* _Textauszug_
↓
Erstaunliche Ähnlichkeiten: Olaf Schubert und Mick Jagger. Freilich an der Art des Gesangs mit Mikro hat der Dresdner Comedian noch Reserven. © Neue Visionen Filmverleih

Von Andreas Körner

Als Fan oder auch Nicht-Fan geht man längst mit Erwartungen in eine Olaf-Schubert-Begegnung hinein, und wenn es ganz gut läuft, ist man sogar bereit, die eigenen Erwartungen unterlaufen zu lassen. Das ist gut so. Denn für „Olaf Jagger“ wurden viele richtige Entscheidungen getroffen. Das Werk hat witzige Einfälle und eine flotte Umsetzung zu bieten, zerstreut also auf gar nicht mal so alberne Weise, wie vielleicht gedacht.

Die Chance auf Groupies wächst

Das steht schon mal fest: Mit dem Ausmisten im väterlichen Hauskeller und der anschließenden Suche nach bislang verborgenen Familiengeheimnissen kommt Comedian, Autor und Musiker Olaf Schubert wesentlich besser zurecht als mit der Liebe. Ergo ist die fiktionale Dokumentation „Olaf Jagger“ von heute wirklich gelungener als die einfältige Komödie „Schubert In Love“ von 2016.

Dass sich der Dresdner Künstler in den Zwischenjahren weiter zu etablieren wusste, auch durch fest gebuchte Fernsehaktivitäten jenseits des mitteldeutschen Heimatsenders für betagte Bürger, wird Heike Finks launischem Film vor allem weiter westlich des rautig gezogenen Pullunder-Äquators von Nutzen sein. Es ist natürlich eine Formatfrage, denn umjubelte Bühnen- und Bildschirmkomödianten haben es im hiesigen Spielfilmkino traditionell eher schwer. Die rühmlichen Ausnahmen bleiben Helge Schneider und noch immer Loriot, dessen „Große Trickfilmrevue“ übrigens am 20. April in 180 Kinos deutschlandweit neu aufgelegt wird.
↑
* _Bereitgestelltes Material_
↓
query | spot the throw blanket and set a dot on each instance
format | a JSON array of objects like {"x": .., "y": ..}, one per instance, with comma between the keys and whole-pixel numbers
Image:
↑
* _Aufgabe 1_
Wann und in wie vielen Kinos wird laut dem Textauszug über den Film „Olaf Jagger“ Loriots „Große Trickfilmrevue“ neu aufgelegt?
* _Aufgabe 2_
Schreib den Textauszug über den Film „Olaf Jagger“ nach seinem letzten Satz weiter.
Die Auflistung ist eigenständiges Material und gehört nicht zum Textauszug.

* _Antwort 1_
Am 20. April in 180 Kinos deutschlandweit.

* _Antwort 2_
Freut sich auf Groupies: Olaf Jagger.
Freut sich auf Groupies: Olaf Jagger. © Neue Visionen Filmverleih

Olaf Schubert kümmert sich mit Herz und Seele um seinen verwitweten Vater Rolf (Franz-Jürgen Zigelski). Daran, dass er ihn Vater und sich Sohn nennen darf, musste Olaf bislang nicht zweifeln. Als sich in besagtem Rumpelkeller jedoch seltsame Zeichen in Form von alten Orwo-Magnetbändern finden lassen, gerät Schuberts Welt in heftige Turbulenzen.

Was ist wohl dran am bis heute verschwiegenen Westbesuch seiner Mutter Anne-Marie im Jahre 1965, also vier Jahre, nachdem jemand im Osten vorhatte, eine Mauer zu errichten, und dies auch durchzusetzen wusste? Was stimmt an dieser Reise aus Anlass des ersten Rolling-Stones-Konzerts in Deutschland, genauer in Münster? Was am intimen Termin der im Radio tätigen Mutti mit Mick Jagger, und was steckt hinter der rein rechnerischen Konstellation, wonach Olaf neun Monate später geboren wurde?

Die Privatfahndung, begleitet von einem kleinen Kamerateam, beginnt in Dresden, wo die Neugestaltung eines Fischteichs warten muss, bis Klarheit über Größeres herrscht. Olaf Schubert wird zu Mr. Marple in eigener Mission.

Was eineinhalb Stunden lang folgt, ist die so lust- wie reizvolle Kombination aus echten Zeitzeugen zum Teil an falschen Orten, originalen Beweisstücken und nachgestellten Archivbildern, Improvisation und Plan B, Rock ’n’ Roll, Reisen über Land bis nach Frankreich zum „Bäcker von Jagger“ und schließlich nach London zu Menschen, die Erbfolgen regeln könnten, wenn sie denn würden wollen dürfen. Feine Irritationen werden wie Sand ins Getriebe geworfen, wortfeile Gags sind geschickt platziert, das Tempo ist größtenteils straff bis auf jenen Moment, da man in der Berliner Stasiunterlagenzentrale förmlich mit Schubert leidet, als bei Sichtung von Mutters Akte klar und klarer wird, dass zumindest die Option auf den Namen Olaf Jagger besteht.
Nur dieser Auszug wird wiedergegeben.